Lines before the one containing "Place one keypoint on each instance of the white marking" are left out; output the rest of the data exactly, through the final line.

##### INPUT MATERIAL #####

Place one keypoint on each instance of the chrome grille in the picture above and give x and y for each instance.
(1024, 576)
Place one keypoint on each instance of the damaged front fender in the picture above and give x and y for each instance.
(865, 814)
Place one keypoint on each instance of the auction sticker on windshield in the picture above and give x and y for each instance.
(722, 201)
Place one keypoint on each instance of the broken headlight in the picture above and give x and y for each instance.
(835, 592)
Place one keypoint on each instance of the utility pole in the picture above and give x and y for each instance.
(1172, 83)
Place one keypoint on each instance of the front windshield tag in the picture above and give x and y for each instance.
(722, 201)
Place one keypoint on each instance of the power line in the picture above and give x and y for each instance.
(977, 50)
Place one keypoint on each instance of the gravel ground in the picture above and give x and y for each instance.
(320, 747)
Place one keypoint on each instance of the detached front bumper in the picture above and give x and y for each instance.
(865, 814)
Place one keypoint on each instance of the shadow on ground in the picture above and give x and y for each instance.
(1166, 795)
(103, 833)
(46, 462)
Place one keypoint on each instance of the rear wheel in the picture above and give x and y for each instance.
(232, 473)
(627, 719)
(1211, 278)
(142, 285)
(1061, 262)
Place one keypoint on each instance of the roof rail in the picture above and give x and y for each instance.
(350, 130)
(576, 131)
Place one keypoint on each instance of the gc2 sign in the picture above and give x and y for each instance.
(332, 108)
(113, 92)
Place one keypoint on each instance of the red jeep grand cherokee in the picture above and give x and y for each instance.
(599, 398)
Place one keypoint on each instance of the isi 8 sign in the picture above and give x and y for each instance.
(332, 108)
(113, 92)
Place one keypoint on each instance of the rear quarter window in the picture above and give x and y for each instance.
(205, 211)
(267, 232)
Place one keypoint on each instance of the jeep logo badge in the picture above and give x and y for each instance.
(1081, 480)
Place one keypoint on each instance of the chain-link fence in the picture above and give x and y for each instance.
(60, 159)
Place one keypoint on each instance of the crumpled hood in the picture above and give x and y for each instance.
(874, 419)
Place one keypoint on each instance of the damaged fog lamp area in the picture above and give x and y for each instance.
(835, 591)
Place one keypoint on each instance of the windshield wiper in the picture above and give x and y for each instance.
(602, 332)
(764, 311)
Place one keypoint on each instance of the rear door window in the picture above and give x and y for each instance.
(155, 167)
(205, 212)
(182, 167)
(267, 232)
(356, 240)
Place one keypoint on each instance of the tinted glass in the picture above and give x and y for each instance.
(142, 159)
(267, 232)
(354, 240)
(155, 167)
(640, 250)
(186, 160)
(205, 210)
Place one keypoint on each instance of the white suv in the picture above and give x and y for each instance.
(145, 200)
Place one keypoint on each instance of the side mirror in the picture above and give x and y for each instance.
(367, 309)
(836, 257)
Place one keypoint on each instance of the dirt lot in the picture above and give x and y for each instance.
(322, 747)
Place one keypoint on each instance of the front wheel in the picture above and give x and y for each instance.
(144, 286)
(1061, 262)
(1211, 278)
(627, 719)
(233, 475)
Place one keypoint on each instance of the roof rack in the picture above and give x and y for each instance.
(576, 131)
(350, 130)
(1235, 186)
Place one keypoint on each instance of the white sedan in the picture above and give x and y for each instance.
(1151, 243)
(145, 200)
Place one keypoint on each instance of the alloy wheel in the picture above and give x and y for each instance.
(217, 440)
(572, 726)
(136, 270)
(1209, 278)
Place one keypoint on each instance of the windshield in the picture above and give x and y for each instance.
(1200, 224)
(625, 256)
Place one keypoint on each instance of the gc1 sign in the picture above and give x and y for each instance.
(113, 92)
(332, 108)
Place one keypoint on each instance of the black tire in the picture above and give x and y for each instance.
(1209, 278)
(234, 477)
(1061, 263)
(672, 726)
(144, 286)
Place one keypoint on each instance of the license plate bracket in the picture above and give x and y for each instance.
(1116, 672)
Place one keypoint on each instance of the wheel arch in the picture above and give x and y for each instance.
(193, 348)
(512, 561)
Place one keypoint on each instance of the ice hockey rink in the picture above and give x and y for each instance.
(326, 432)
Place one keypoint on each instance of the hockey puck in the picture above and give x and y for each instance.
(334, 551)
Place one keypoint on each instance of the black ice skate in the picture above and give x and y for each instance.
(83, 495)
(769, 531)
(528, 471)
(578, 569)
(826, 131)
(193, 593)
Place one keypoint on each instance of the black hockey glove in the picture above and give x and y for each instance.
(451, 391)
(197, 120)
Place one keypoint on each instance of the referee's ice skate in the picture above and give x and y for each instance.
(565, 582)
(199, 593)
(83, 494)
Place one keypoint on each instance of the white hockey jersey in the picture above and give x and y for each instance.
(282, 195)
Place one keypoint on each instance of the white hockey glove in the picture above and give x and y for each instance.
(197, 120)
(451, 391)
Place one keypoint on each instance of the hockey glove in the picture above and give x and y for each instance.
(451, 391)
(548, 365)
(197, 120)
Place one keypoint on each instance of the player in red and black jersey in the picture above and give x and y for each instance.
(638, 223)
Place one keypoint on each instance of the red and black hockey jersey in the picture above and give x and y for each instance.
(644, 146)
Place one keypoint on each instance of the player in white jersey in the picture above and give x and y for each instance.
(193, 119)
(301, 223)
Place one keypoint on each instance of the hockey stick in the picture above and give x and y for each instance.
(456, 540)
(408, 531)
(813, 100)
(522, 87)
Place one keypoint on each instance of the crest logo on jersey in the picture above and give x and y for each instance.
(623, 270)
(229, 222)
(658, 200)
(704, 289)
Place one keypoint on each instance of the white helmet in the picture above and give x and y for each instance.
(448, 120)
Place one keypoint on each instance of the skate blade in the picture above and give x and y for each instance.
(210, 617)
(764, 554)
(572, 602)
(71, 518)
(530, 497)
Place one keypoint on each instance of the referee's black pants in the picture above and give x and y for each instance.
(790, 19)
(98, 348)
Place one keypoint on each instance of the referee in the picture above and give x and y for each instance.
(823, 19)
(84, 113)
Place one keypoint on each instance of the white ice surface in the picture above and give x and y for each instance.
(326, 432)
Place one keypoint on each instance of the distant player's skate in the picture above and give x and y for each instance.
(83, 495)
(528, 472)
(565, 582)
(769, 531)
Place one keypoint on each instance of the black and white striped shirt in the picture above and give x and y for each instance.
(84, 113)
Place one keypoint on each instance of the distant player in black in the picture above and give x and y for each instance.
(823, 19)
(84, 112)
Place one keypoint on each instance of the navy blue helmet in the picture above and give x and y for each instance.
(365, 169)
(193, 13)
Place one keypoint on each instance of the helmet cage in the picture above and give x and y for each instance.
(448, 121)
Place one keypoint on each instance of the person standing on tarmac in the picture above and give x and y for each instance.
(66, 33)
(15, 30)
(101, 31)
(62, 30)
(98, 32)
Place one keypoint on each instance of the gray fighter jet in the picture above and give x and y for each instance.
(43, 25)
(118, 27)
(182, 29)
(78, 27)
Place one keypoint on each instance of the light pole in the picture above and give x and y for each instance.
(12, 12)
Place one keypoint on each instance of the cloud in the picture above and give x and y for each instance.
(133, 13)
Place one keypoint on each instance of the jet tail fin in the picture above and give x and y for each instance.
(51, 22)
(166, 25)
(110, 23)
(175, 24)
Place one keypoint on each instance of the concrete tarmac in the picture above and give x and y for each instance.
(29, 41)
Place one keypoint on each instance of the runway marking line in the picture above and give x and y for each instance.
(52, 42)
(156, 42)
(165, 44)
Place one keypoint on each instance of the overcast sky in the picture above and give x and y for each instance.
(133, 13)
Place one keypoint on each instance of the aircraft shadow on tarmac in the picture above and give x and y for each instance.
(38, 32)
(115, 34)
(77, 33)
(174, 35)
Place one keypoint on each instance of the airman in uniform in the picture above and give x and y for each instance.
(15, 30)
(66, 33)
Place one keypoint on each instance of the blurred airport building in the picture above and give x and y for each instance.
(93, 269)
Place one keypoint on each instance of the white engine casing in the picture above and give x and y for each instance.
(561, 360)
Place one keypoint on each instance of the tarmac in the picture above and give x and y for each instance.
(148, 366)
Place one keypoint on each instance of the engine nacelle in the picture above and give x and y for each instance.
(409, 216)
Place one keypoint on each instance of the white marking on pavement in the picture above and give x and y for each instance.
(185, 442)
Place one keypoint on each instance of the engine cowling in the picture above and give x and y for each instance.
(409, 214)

#####

# REPLY TO THE EXERCISE
Place one keypoint on each instance of the white marking on pavement in the picture above and give x and y for each instance.
(185, 442)
Place one keypoint on each instance of the engine cowling in the picture above and give x and y for each instance.
(409, 214)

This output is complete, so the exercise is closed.